----- DOCUMENT EXTRACT

These financial statements for the financial year ended 31 December 2024 are the first set of financial statements the Group prepared in accordance with IFRSs post-listing on the AIM of London Stock Exchange. The Group's previously issued financial statements for periods up to and including the financial year ended 31 December 2023 were prepared in accordance with Singapore Financial Reporting Standards (International) ("SFRS(I)s"). IFRSs comprise standards and interpretations that are equivalent to SFRS(I)s. Financial statements that have been prepared in accordance and complied with SFRS(I)s are deemed to have also complied with IFRSs.

 

In adopting IFRSs on 1 January 2024, the Group is required to apply all of the specific transition requirements in IFRS 1 First-time Adoption of IFRS. The Group's opening balance sheet has been prepared as of 1 January 2023, which is the Group's date of transition to IFRSs ("date of transition"). The accounting policies adopted are consistent with those of the previous financial year, which were prepared in accordance with SFRS(I)s, except for the adoption of new and amended standards as set out below, and the specific requirements of IFRS 1. The adoption of these new standards, amendments and interpretations has no significant impact to the Group.

 

The condensed consolidated interim financial statements are presented in United States Dollars ("USD" or "US$") which is the Company's functional currency, and all values are rounded to the nearest thousand ("US$'000"), except when otherwise indicated.

 

2.1        New and amended standards adopted by the Group

 

On 1 January 2024, the Group has adopted the new or amended IFRSs and International Financial Reporting Interpretations Committee ("IFRIC") Interpretations that are mandatory for application for the financial year. Changes to the Group's accounting policies have been made as required, in accordance with the transitional provisions in the respective IFRSs and IFRIC Interpretations.

 

The adoption of these new or amended IFRSs and IFRIC Interpretations did not result in substantial changes to the Group's accounting policies and had no material effect on the amounts reported for the current or prior financial years.

 

2.2        Critical accounting estimates, assumptions and judgements

 

Estimates, assumptions and judgements are continually evaluated and are based on historical experience and other factors, including expectations of future events that are believed to be reasonable under the circumstances.

 

Critical accounting estimates and assumptions

 

Estimates of contract assets and service revenue

 

The Group recognises contract assets and service revenue when the individual performance obligation is fulfilled or over time. Service revenue is based on the price specified in the contract. The stage of completion is estimated based on the actual labour hours acknowledged by customers relative to the total contractual expected labour hours.

 

Management has to estimate the total labour hours to complete each project, which are contractually agreed with customers to determine the Group's recognition of art outsourcing revenue.

 

Significant judgement is used to estimate the total labour hours required to complete each project. In making these estimates, management has relied on the experienced staff and also on past experience of completed projects to determine the total labour hours required to complete each project.

 

Impairment of goodwill

 

In performing the impairment assessment of the carrying amount of goodwill, the recoverable amounts of the cash generating units ("CGUs") in which goodwill is attributable to, are determined using value-in-use ("VIU") calculation.

----------

Copy the accounting notes starting at the words "2.2        Critical accounting" and ending after "under the circumstances.", and substitute "regularly" for "continually".

----- ENTRIES PROVIDED

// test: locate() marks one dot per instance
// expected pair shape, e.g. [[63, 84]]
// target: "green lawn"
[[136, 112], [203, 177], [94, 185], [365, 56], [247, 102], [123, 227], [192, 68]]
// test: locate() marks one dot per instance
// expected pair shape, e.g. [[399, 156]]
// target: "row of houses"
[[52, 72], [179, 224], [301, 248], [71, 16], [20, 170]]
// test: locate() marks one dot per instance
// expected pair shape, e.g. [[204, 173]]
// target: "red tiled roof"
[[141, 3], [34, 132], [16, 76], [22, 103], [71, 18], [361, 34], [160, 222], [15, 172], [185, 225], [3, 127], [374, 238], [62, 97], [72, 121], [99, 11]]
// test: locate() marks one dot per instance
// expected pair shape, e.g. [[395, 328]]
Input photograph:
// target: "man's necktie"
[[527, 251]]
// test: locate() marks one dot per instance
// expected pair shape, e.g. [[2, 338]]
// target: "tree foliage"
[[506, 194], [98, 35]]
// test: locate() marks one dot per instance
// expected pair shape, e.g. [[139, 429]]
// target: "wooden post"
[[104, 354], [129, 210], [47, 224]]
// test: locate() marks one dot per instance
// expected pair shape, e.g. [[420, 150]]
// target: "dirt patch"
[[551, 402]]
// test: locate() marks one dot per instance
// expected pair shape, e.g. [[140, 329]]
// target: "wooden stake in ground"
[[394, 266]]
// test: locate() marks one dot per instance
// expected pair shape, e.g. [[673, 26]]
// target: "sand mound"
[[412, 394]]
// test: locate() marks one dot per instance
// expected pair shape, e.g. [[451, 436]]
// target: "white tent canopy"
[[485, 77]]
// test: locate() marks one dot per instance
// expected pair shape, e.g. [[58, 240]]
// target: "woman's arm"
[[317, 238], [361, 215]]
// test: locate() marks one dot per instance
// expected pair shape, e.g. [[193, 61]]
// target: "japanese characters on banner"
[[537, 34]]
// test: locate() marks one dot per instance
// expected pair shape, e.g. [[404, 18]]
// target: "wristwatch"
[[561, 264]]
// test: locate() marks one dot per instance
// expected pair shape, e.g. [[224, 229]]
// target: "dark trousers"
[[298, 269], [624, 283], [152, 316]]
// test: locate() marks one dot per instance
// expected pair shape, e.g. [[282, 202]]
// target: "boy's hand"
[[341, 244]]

----------
----- ENTRIES PROVIDED

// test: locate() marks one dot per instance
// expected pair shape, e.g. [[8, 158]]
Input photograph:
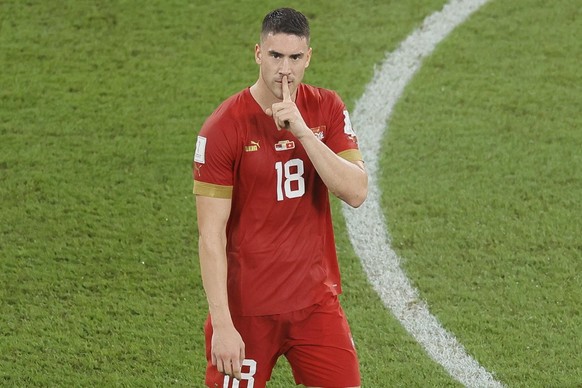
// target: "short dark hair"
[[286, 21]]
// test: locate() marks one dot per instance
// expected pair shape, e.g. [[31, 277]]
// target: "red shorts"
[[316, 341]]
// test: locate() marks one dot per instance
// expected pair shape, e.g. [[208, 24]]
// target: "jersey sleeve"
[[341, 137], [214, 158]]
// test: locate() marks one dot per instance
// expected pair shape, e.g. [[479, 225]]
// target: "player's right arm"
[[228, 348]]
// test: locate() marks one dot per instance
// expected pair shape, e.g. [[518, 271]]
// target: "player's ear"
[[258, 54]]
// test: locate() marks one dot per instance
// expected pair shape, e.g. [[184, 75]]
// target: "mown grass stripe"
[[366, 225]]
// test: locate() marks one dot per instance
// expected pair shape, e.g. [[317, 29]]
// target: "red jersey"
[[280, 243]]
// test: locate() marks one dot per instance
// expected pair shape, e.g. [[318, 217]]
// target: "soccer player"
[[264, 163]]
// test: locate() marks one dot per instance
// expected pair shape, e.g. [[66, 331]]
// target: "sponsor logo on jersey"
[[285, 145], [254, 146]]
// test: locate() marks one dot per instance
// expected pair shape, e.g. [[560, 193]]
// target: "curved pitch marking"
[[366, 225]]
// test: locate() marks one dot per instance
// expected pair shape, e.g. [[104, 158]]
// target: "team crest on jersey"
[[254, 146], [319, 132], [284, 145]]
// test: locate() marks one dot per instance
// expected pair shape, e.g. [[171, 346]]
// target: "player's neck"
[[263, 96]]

----------

### [CORRECT RESULT]
2.2        Critical accounting estimates, assumptions and judgements

 

Estimates, assumptions and judgements are regularly evaluated and are based on historical experience and other factors, including expectations of future events that are believed to be reasonable under the circumstances.